課題 A -> お菓子シリーズの文章では、『晋ちゃんラッキートランプせんべい』の味はどう書かれているか。
課題 B ->
次の(i)〜(iii)の記述がお菓子シリーズの文章と一致するかを、それぞれ「はい」か「いいえ」で答え、根拠となる箇所をそのまま引用せよ。
(i) 『アメノミックス』は2014年7月に発売された。
(ii) 筆者は『アメノミックス』を食べ、その味について述べている。
(iii) 今回届いた饅頭は皮がしっとりしていておいしい。
課題 C -> お菓子シリーズの文章にある次の一文を英語に訳せ。「今回届いた「第4次安倍第2次改造内閣饅頭」は、皮がパサパサしておいしくない。」

提供テキスト ->
先日、衆議院で売られている『新しい時代の晋ちゃんまんじゅう』が研究室に届いた。第4次安倍第2次改造内閣記念のお菓子である。これまでもこのシリーズを紹介してきた。一番古いのは、『アメノミックス』(2014年7月発売)という飴。食べなかったので、味のコメントはなし。次いで、『ねじれ解消餅』(賞味期限2014年12月17日)。胡麻風味でけっこうおいしかった。『晋ちゃんラッキートランプせんべい』(賞味期限2017年8月2日)は、メープル風味がちょっと強かった。『晋ちゃんせんべい2019(平成ありがとう)』(賞味期限2019年9月5日)はごく普通の瓦せんべいで、元号が空白になっていたが、5月1日に「令和」になったので、短期間の販売となったようだ。今回届いた「第4次安倍第2次改造内閣饅頭」は、皮がパサパサしておいしくない。孫にあげると、一口食べて、もういいと断られた。

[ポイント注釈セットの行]
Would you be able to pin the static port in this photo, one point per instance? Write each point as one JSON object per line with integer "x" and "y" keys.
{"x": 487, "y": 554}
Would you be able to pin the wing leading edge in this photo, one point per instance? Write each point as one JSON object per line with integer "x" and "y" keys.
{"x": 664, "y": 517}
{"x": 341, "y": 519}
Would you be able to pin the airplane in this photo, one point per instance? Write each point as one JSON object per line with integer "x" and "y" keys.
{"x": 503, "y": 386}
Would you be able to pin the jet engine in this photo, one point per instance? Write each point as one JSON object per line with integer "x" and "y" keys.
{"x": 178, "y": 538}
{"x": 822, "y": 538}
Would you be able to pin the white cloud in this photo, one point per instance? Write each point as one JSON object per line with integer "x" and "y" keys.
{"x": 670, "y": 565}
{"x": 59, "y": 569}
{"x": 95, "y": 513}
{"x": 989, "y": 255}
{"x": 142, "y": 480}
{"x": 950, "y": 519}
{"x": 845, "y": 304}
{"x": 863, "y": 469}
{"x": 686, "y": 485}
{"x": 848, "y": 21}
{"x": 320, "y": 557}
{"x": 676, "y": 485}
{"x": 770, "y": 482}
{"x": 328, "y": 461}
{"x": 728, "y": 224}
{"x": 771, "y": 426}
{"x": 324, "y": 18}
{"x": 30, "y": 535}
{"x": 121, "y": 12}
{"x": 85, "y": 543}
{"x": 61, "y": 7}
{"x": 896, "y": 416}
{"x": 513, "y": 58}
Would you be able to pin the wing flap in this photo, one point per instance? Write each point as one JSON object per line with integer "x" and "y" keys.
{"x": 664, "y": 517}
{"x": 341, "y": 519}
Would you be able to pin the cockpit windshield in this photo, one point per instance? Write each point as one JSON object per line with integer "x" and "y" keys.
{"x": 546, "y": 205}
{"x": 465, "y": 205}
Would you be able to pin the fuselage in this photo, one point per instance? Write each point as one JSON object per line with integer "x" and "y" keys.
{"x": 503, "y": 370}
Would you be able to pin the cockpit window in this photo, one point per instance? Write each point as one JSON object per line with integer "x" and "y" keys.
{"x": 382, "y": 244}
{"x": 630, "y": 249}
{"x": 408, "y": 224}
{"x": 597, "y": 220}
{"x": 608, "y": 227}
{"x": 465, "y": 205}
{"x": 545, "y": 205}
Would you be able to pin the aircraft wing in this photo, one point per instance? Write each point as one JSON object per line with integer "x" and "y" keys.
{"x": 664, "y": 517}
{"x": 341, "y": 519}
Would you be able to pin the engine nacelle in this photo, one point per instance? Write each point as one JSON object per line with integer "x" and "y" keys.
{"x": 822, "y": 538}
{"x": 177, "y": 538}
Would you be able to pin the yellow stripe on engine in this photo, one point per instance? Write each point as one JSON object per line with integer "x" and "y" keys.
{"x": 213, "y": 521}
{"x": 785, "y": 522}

解答全文 A -> メープル風味がちょっと強かった。

解答全文 B ->
(i) はい。「『アメノミックス』(2014年7月発売)」
(ii) いいえ。「食べなかったので、味のコメントはなし。」
(iii) いいえ。「皮がパサパサしておいしくない。」

解答全文 C -> The "Fourth Abe Second Reshuffled Cabinet Manju" that arrived this time has a dry, crumbly skin and does not taste good.